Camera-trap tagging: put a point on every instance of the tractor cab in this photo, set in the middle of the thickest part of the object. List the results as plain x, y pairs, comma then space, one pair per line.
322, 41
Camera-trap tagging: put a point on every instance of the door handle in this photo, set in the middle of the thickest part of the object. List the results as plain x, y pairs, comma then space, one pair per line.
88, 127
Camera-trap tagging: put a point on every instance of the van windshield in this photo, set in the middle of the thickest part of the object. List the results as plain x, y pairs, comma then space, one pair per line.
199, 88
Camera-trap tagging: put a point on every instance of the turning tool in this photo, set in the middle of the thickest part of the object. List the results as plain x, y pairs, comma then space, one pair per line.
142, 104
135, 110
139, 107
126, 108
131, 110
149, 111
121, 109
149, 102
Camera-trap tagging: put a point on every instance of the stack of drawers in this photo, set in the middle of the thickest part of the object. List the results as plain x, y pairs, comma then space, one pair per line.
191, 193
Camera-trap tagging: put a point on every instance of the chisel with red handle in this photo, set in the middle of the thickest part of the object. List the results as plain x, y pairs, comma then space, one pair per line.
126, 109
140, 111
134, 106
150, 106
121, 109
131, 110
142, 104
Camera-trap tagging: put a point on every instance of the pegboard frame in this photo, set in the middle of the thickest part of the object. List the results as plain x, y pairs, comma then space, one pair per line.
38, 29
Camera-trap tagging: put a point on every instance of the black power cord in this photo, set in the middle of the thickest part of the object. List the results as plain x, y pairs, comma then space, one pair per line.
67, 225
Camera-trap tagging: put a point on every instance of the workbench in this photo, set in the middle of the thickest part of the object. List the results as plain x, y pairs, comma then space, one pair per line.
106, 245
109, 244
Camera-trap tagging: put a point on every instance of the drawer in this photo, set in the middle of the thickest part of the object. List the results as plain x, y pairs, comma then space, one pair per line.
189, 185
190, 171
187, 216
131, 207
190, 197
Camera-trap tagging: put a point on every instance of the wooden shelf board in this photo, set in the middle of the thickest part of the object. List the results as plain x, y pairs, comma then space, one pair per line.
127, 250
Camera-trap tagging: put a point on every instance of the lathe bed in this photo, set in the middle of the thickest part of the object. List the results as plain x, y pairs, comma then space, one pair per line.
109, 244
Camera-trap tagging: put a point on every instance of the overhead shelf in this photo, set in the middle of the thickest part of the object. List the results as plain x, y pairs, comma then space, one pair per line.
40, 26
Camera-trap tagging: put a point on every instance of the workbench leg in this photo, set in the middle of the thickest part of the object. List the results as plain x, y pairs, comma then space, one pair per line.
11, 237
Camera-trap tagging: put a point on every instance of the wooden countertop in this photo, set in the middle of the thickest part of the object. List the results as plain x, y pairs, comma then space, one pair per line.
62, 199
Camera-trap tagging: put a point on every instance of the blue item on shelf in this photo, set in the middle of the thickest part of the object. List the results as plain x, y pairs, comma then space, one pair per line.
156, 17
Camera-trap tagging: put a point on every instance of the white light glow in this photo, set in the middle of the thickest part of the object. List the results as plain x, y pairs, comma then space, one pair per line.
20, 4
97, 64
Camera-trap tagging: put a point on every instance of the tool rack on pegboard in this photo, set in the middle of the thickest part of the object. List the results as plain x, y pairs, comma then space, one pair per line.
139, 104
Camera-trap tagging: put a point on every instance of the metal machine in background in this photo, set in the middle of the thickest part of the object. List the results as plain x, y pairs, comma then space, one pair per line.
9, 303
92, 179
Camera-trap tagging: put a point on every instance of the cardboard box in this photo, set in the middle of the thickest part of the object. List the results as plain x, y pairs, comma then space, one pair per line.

++++++

* Exercise requirements
Repeat every line of the material above with "thickest part" swapped for "widest part" and nothing else changed.

* Answer for the task
Camera-trap tagging: put a point on every instance of the tractor cab in this photo, set in the middle of the widest part of the object. List the results as plain x, y pairs, comma then space, one pair per line.
322, 41
Camera-trap tagging: put a point on every instance of the door handle in this photo, set in the middle of the widest part of the object. List the results as plain x, y pairs, comma then space, one pair per line.
88, 127
Camera-trap tagging: put a point on every instance of the van windshield in this photo, set in the middle of the widest part of the object. List the results as plain x, y pairs, comma then space, one pair per line.
199, 88
Camera-trap tagging: put a point on every instance of the turning tool in this photo, set in the middle of the widest part of the object. List the results as plain x, y pairs, comma then space, one pair per line.
142, 104
135, 110
139, 107
126, 108
131, 110
149, 111
121, 109
149, 102
Camera-trap tagging: put a point on every instance of the stack of drawers in this photo, set in the middle of the widest part of the object. List the results as plain x, y pairs, comma then space, one pair per line.
191, 193
Camera-trap tagging: put a point on every instance of the chisel with red handle in this photo, set in the middle of the widest part of the object. List the results as plain x, y pairs, comma then space, one pair per line.
126, 109
140, 111
134, 106
150, 106
121, 109
131, 110
142, 104
Camera-trap tagging: put a point on every instance of the pegboard frame in this photo, set in the middle of the widest part of the object. List the results as plain x, y pairs, comma then space, one pair per line.
38, 29
Camera-trap tagging: put a point on every instance of the black power cord in this photo, set in the middle of the widest part of the object. List the results as plain x, y pairs, comma then space, one pair per line.
67, 225
Camera-trap tagging: put a point on every instance of the workbench in this photo, set in the middle of the widest part of the object. List the results as plain x, y pairs, comma then space, one pair per line.
106, 245
109, 244
Camera-trap tagging: put a point on every instance of the drawer in this photo, set in the middle of the widest part of the object. List the results as plain x, y pairs, comma then space, one pair per line.
189, 185
190, 171
187, 216
131, 207
190, 197
Camera-trap tagging: put a point on every instance of the wooden shelf board in this photo, set in the middle of the widest part of the object. List the results as plain x, y pairs, comma then space, one pair per line.
127, 250
Camera-trap tagging: put a point on every instance of the lathe bed in this photo, set in the middle of the widest part of the object. List the results as plain x, y pairs, comma then space, one pair per line.
109, 244
Camera-trap tagging: put a point on every instance of the overhead shelf in this photo, set in the middle of the widest part of the object. List the results as plain x, y pairs, comma then space, one pair per line.
40, 26
Camera-trap tagging: put a point on every instance of the workbench leg in this photo, set in the middle of the widest part of the object. List the results as plain x, y pairs, comma then space, one pair per line.
11, 237
Camera-trap tagging: put a point on every instance of the wooden countertop in this photo, set in the middle of the widest part of the object. List the results as plain x, y pairs, comma then space, one pair per line.
62, 199
Camera-trap tagging: put a point on every instance of the blue item on shelf in this photo, set in the middle of the widest part of the object. List the results as plain x, y pairs, comma then space, one pair per line.
156, 17
Camera-trap tagging: put a point on every instance of the white light glow in this photo, set in the middle of the widest part of the object. List the results as plain x, y pairs, comma then space, one pair per line.
20, 4
97, 64
Camera-trap tagging: put a point on every instance of the tool rack on pegboard in this photo, set in the middle of the widest part of the object. List the results as plain x, y pairs, comma then space, one pair per line.
139, 104
Camera-trap tagging: put a point on every instance of the metal machine in background in this photo, set in the middle of the widest part of the object. List the results as plain x, y pairs, comma then space, one pair per line.
9, 303
92, 179
Camera-trap tagging: put a point on every instance of the cardboard box in this photo, set in the middle of the widest part of the object. List the results as plain x, y pairs, comma then space, one pair per line.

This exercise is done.